[Point annotation dataset records]
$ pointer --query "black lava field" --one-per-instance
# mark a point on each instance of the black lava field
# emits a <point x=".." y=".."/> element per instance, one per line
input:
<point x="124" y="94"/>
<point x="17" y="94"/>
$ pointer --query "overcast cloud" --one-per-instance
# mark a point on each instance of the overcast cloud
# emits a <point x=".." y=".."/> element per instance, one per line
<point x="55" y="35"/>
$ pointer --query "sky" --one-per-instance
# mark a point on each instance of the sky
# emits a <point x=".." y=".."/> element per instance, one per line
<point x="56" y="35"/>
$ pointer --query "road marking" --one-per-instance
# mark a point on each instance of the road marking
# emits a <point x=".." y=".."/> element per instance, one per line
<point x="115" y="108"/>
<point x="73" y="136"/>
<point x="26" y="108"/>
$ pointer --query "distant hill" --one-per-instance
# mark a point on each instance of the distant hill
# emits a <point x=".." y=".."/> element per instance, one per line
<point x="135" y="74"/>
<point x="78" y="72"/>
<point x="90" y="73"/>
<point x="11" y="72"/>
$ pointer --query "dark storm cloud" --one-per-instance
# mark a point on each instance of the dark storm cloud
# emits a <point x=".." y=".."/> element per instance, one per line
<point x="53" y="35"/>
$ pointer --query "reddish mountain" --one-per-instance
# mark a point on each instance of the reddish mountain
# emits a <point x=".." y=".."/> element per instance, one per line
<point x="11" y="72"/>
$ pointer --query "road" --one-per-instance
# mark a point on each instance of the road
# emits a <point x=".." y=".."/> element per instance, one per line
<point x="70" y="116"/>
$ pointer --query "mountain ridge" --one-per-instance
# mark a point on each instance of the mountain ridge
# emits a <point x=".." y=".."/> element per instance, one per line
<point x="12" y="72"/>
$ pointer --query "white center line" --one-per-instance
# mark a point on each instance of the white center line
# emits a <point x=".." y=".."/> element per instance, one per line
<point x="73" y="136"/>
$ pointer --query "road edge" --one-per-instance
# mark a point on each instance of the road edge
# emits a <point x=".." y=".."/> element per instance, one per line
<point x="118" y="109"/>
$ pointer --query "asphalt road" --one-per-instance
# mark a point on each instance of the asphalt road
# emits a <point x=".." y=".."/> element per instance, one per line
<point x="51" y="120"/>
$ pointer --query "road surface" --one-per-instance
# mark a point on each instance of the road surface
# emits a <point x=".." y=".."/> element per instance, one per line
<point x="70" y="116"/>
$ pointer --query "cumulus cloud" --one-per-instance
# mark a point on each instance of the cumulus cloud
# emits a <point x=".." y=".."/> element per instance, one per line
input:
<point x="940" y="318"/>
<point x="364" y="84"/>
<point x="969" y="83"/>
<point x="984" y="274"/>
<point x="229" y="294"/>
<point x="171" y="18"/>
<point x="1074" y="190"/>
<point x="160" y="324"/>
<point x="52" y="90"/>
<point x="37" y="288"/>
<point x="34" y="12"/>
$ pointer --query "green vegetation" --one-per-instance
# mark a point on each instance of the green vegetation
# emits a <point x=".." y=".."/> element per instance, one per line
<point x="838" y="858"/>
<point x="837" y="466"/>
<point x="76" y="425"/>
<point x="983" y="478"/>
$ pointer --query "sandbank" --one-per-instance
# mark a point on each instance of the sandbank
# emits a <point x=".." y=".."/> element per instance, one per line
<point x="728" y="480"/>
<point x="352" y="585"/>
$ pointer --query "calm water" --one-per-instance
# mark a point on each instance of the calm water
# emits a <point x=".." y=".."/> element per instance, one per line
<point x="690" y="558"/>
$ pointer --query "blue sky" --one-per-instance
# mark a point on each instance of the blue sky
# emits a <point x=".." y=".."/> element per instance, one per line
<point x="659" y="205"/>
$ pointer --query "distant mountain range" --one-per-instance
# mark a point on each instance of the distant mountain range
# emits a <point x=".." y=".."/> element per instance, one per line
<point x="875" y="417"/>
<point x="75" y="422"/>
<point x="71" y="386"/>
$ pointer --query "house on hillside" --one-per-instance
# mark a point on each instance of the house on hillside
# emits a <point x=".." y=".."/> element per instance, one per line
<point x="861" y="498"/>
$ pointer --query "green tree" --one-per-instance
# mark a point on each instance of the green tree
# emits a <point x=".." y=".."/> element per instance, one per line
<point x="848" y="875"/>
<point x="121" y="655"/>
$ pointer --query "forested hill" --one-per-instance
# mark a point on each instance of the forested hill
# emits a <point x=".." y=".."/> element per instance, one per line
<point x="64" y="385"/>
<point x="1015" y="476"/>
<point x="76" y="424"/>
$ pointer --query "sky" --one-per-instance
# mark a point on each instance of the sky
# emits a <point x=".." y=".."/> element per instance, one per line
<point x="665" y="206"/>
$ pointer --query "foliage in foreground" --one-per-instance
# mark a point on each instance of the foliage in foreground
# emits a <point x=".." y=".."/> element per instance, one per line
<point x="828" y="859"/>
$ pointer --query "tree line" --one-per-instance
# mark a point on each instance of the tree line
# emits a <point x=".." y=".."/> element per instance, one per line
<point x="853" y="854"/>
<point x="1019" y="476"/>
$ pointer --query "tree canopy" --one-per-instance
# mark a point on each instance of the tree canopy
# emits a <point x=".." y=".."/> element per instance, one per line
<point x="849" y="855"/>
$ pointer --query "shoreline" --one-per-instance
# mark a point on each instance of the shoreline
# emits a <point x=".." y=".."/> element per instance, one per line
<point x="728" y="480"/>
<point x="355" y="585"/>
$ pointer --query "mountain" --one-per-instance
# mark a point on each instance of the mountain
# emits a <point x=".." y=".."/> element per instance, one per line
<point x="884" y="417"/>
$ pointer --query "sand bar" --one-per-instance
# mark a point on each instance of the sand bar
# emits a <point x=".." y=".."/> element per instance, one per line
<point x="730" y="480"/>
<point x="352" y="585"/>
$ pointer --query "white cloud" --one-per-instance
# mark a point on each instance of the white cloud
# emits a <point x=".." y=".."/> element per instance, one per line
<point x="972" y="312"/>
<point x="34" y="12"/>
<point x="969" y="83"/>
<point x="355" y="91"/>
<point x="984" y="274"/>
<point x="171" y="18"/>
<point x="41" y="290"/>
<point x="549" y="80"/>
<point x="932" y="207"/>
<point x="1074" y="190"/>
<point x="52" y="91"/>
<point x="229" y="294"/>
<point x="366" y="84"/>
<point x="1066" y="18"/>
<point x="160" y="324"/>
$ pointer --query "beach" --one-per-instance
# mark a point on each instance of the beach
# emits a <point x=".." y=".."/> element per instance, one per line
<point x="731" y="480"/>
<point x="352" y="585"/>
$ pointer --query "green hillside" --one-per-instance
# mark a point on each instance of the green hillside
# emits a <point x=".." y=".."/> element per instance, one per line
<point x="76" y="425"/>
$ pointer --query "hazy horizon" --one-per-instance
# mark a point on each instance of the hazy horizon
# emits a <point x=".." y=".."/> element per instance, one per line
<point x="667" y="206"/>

==

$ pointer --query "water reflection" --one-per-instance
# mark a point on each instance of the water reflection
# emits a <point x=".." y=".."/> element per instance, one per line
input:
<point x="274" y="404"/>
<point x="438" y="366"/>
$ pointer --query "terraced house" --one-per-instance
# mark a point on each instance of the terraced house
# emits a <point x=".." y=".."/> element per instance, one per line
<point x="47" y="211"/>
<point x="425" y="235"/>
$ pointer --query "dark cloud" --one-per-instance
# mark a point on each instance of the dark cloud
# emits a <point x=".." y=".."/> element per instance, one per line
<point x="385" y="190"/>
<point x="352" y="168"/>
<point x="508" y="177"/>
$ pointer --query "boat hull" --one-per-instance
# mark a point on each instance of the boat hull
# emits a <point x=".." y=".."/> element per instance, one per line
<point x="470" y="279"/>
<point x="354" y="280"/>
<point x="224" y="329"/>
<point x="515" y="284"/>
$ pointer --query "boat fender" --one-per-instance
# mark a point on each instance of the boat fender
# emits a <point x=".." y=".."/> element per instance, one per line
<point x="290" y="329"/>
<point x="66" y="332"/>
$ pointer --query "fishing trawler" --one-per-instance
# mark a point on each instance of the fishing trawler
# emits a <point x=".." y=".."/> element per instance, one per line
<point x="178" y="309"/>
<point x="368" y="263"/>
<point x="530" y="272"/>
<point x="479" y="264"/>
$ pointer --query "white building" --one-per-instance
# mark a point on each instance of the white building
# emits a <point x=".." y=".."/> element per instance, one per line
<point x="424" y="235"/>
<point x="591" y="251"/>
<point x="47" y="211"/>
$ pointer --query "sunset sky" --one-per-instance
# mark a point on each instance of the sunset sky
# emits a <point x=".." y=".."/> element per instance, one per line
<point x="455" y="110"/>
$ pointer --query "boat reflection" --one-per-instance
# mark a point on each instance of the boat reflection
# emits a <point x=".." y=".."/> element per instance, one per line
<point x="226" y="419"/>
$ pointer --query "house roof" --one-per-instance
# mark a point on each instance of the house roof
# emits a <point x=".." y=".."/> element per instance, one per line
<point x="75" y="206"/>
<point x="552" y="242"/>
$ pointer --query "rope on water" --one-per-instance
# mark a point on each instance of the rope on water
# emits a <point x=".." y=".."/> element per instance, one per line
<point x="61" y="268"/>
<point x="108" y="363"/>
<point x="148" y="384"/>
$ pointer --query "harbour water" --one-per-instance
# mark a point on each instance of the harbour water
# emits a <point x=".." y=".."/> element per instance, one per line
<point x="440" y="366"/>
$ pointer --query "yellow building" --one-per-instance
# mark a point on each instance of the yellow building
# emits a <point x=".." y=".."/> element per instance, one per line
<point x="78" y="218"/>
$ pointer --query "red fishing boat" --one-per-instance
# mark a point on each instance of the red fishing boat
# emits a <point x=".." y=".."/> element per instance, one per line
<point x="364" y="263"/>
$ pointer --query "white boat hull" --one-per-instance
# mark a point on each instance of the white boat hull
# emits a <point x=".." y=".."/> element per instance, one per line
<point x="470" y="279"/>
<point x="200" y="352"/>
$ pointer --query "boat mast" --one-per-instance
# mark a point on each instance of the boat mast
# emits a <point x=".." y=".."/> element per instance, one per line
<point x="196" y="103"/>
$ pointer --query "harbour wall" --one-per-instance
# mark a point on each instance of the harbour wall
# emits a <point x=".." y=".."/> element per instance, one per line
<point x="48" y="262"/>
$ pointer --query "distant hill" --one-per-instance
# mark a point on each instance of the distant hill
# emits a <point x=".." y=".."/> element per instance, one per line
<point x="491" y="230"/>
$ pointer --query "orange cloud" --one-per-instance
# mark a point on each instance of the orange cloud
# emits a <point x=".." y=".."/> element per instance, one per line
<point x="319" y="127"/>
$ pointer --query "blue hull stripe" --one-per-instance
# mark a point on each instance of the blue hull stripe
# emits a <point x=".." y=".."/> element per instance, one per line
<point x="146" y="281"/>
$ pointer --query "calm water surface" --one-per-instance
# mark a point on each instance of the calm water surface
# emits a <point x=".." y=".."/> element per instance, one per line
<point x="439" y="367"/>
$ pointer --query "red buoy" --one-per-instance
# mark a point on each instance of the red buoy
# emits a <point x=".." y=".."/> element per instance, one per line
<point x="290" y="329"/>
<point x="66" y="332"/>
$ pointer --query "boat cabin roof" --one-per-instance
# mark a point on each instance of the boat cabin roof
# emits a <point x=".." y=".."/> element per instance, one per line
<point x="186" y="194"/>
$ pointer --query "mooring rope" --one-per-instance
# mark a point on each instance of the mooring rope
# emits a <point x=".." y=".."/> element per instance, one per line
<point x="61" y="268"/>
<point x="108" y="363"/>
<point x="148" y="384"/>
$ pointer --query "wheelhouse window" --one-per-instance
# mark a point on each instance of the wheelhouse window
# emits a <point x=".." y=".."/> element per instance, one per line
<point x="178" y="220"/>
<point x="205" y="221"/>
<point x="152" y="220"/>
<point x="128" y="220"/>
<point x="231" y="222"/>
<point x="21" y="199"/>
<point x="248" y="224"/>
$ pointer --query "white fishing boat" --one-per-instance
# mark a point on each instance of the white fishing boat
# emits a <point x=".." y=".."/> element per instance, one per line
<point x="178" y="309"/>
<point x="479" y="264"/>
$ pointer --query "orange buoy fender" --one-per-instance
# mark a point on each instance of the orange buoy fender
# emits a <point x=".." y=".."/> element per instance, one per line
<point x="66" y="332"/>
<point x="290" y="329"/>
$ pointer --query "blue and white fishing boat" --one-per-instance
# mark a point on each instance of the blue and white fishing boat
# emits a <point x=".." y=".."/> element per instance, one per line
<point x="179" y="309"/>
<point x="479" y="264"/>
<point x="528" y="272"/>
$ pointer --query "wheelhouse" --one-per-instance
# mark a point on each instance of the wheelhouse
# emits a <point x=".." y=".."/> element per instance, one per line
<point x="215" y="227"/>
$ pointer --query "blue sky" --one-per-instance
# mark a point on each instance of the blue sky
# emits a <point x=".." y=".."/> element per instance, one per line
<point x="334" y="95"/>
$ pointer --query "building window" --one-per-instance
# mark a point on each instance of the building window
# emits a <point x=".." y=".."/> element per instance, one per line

▸ **Task statement**
Count how many lines in the items above contain the word "black". Reply with the number only.

▸ **Problem solution**
2